## Reading text
------------------------------
Notice that I use size_t here instead of int for the indices/dimensions - as one might have a table (though unlikely) that has more elements than is possible to represent with an int.
#include <stdio.h>
#include <stdlib.h>
void print(size_t, size_t, int [*][*]);
int main(void) {
size_t c = 7, r = 9;
int table[c][r];
print(c, r, table);
}
void print(size_t c, size_t r, int table[c][r]) {
printf("table rows is %zu\ntable cols is %zu\n", r, c);
}
It compiles in C99, (and those C11 compilers that support the optional VLA extension); and when run, it prints
table rows is 9
table cols is 7
First, you want to know why this isn't possible. It's not allowed by the language standard and the technical reason for this is the compiler cannot calculate offsets into the array when a second dimension isn't known.
A 2D array is just like a 1D array a set of values in memory one after the other. It is not, like in some other languages, an array of arrays. With a 2D array like int a[5][3], you have 5 times 3 ints in a row, all in all 15 ints. For accessing an element, the compiler will compute the offset for you, so if you write e.g. a[2][2], this is the 2*3 + 2th element (there are two rows of 3 columns to skip for the beginning of the third row).
If the compiler doesn't know the second dimension, this calculation of offets is impossible.
Antti Haapala's answer already shows how you can get around this using the C99 feature variable length arrays. That's a good approach, but unfortunately, with C11, this feature is optional, so there may be compilers not supporting it. If you're sure to only use compilers supporting VLAs (which is the great majority of all modern C compilers), go with the code from this answer.
When passing an array to a function, instead of the array, a pointer to its first element is passed (the array decays as a pointer). So the following declarations are the same:
void print(size_t n, int arr[]);
void print(size_t n, int *arr);
With that knowledge, you could be tempted to write it differently and do the offset calculations yourself:
void print(size_t r, size_t c, void *data)
{
int *arr = data;
// access arr[2][2]:
int v = arr[2*c + 2];
}
And indeed, this is very likely to work, but be aware this is undefined: int[] and int[][] are not compatible types. For details on this idea, see this question with two quite interesting answers. Bottom line: This kind of code will work with a very high probability. Still, to be sure, don't do it....
So, if you don't have variable length arrays, and if you don't want to rely on something not perfectly well-defined, the only other way would be to actually build an array of arrays by having an array of pointers:
int row1[3] = {0, 1, 2};
int row2[3] = {3, 4, 5};
int *rows[2] = { row1, row2 };
Then you can pass it like this:
void print(size_t r, size_t c, int **arr)
{
int a = arr[0][2]; // 2
}
Of course, this isn't a 2D array any more, it's a replacement construct that can be used in some similar fashion.
You can't pass a 2D array without a defined constant for the final dimension. (absent the C99 VLA additions). You can however change the order of your parameters in print so that r is defined before you declare table as a pointer to array of int [r], and pass table as follows, e.g.
#include<stdio.h>
void print (int c, int r, int (*table)[r]);
int main (void) {
int c = 7, r = 7, table[c][r];
for (int i = 0; i < r; i++)
for (int j = 0; j < c; j++)
------------------------------
## Things to do
(a) Can you extract everything from "Antti Haapala's answer" down to "from this answer." in the C arrays thread?
(b) In the C arrays thread, which arrays does the code that builds an array of pointers declare?
------------------------------
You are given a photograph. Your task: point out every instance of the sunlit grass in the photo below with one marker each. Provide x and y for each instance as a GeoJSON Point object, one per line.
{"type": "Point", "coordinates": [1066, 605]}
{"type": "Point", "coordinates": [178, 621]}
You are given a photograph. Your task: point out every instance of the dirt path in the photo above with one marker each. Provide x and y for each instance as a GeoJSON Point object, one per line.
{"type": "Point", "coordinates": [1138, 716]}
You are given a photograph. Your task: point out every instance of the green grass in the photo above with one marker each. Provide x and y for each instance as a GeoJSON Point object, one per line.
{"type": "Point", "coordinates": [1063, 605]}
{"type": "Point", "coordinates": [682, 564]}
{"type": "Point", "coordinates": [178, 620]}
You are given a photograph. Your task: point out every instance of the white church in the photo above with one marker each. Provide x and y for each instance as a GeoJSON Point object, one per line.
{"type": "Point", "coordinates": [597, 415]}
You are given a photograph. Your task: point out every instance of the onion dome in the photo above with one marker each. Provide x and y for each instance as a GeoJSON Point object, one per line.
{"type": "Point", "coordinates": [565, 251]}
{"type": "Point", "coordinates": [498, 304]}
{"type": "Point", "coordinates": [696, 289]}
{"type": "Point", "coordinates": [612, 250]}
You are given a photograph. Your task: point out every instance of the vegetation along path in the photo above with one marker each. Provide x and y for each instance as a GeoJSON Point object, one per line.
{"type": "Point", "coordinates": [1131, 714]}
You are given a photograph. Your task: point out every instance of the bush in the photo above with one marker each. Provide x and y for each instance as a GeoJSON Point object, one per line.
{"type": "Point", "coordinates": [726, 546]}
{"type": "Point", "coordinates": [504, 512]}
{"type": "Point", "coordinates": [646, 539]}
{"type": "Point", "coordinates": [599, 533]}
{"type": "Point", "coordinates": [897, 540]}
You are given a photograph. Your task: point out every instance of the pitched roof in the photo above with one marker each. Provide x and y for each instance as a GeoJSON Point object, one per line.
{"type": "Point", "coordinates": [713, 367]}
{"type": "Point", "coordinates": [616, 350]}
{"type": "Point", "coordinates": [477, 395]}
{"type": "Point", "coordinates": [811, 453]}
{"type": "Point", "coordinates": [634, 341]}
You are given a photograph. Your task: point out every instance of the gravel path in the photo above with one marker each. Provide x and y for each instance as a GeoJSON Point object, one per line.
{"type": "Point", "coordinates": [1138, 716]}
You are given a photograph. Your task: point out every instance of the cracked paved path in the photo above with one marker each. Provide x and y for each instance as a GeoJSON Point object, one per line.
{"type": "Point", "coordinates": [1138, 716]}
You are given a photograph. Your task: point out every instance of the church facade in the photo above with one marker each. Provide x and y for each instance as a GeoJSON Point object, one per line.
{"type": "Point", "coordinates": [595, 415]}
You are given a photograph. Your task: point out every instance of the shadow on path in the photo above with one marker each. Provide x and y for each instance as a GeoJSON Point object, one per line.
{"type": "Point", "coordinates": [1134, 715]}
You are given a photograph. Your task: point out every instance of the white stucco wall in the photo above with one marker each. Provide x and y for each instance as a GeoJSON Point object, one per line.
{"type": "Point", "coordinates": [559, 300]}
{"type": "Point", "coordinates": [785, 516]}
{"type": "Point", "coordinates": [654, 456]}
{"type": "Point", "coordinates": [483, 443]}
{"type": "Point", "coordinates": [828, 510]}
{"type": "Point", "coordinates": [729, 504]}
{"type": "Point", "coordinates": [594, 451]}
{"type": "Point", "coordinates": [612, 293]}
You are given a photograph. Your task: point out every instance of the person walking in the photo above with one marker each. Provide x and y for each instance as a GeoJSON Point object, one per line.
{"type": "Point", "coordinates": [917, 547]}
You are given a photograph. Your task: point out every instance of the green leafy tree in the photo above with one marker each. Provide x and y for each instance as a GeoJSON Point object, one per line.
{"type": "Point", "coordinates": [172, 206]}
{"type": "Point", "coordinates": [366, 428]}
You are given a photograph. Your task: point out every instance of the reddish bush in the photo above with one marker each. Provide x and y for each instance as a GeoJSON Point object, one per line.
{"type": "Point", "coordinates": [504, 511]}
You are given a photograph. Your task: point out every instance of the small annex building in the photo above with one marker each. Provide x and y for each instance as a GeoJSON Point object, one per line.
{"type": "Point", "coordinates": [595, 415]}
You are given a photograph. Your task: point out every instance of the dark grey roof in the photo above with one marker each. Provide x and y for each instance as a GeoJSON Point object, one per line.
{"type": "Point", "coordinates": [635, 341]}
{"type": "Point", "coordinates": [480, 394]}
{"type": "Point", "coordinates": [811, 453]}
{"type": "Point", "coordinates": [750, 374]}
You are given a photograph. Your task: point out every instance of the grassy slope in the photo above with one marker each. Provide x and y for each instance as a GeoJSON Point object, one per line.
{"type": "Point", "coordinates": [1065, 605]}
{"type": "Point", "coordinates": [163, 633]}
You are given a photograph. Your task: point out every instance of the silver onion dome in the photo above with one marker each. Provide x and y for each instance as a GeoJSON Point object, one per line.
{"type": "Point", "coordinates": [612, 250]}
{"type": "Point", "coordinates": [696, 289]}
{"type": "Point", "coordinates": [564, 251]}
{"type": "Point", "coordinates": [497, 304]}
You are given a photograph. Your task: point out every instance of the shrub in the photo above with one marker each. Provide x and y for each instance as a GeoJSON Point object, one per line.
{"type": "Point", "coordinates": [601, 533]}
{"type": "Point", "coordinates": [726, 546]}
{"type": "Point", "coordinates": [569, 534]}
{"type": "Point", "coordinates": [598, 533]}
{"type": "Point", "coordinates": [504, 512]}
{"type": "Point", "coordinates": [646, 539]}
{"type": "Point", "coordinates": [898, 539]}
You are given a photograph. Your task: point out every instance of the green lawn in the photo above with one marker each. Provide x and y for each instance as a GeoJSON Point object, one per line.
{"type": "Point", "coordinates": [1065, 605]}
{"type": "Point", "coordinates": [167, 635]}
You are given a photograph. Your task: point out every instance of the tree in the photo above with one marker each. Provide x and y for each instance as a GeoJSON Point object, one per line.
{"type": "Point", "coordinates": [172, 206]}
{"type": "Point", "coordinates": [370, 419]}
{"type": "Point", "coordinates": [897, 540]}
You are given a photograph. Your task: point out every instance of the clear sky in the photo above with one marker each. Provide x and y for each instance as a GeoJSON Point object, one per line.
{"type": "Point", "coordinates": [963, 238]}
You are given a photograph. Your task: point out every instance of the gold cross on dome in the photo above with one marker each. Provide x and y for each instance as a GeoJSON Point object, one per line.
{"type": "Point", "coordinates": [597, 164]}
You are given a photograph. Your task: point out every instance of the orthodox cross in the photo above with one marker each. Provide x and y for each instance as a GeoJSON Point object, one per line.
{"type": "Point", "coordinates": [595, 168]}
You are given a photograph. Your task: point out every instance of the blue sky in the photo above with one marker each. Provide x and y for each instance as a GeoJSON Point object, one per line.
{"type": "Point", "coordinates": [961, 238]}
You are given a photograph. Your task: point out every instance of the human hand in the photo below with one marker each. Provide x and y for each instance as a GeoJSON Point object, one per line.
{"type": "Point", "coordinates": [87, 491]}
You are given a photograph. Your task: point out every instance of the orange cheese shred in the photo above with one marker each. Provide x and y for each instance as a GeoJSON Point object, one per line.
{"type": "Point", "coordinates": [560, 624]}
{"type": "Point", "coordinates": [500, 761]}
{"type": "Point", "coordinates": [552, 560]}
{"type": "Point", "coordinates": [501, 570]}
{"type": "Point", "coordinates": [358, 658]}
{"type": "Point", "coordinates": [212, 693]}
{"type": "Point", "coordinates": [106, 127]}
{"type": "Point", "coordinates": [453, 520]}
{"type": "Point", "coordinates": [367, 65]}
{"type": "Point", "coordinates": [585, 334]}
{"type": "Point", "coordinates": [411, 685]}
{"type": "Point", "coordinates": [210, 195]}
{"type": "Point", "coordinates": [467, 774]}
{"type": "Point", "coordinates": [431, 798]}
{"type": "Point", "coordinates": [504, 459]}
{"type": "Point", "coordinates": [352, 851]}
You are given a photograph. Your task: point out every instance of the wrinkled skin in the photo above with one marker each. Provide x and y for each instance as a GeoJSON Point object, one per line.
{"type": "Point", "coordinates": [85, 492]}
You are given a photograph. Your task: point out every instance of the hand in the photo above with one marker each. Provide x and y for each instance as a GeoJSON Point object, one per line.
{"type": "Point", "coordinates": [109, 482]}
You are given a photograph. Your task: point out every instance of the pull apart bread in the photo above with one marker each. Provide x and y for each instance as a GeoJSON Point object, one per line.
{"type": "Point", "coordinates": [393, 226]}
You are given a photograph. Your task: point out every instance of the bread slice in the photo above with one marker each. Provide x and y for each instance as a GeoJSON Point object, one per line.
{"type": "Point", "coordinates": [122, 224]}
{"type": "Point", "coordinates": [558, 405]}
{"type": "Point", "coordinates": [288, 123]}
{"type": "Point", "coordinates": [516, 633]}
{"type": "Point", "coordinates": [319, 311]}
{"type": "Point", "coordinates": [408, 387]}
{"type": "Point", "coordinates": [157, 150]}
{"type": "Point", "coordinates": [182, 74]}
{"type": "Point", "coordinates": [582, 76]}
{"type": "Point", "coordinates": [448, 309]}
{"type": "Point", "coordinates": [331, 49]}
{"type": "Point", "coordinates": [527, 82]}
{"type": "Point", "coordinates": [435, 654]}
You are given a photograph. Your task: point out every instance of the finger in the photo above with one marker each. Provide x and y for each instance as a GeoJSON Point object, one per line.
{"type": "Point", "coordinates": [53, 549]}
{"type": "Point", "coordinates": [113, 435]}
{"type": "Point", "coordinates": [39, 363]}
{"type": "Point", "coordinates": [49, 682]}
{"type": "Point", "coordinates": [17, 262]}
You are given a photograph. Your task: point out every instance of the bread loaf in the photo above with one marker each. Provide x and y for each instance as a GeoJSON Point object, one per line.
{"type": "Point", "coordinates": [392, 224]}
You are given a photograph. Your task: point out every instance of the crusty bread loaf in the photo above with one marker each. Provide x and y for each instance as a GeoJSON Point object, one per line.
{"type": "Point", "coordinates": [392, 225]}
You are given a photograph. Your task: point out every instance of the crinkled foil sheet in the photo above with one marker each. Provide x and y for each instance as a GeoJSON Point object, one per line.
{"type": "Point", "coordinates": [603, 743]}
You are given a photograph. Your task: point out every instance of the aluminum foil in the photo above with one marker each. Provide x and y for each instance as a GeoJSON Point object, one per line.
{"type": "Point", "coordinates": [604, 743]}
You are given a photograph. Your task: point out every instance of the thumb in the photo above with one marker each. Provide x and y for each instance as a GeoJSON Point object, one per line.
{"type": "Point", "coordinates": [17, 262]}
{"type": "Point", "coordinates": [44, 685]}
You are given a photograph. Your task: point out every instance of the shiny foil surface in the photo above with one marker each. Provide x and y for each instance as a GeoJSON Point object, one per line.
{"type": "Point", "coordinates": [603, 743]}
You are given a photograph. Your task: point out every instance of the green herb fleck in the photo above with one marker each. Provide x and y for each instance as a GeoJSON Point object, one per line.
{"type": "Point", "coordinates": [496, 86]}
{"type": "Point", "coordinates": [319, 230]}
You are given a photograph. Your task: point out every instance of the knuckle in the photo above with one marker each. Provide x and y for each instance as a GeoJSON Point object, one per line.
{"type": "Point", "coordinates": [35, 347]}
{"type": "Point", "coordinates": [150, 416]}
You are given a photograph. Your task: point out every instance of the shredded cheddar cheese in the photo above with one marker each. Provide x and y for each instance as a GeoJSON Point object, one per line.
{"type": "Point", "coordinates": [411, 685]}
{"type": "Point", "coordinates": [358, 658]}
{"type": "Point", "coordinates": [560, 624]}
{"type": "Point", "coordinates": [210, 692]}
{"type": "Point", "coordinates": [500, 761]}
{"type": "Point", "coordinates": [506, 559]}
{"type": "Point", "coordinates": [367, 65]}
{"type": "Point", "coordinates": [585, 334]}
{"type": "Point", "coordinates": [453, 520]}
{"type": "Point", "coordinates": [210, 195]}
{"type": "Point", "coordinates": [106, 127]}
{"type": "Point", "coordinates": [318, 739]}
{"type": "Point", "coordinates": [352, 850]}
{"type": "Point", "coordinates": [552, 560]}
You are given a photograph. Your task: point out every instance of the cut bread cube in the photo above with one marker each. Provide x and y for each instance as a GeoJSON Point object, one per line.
------------------------------
## The replies
(a)
Antti Haapala's answer already shows how you can get around this using the C99 feature variable length arrays. That's a good approach, but unfortunately, with C11, this feature is optional, so there may be compilers not supporting it. If you're sure to only use compilers supporting VLAs (which is the great majority of all modern C compilers), go with the code from this answer.

(b) row1, row2, rows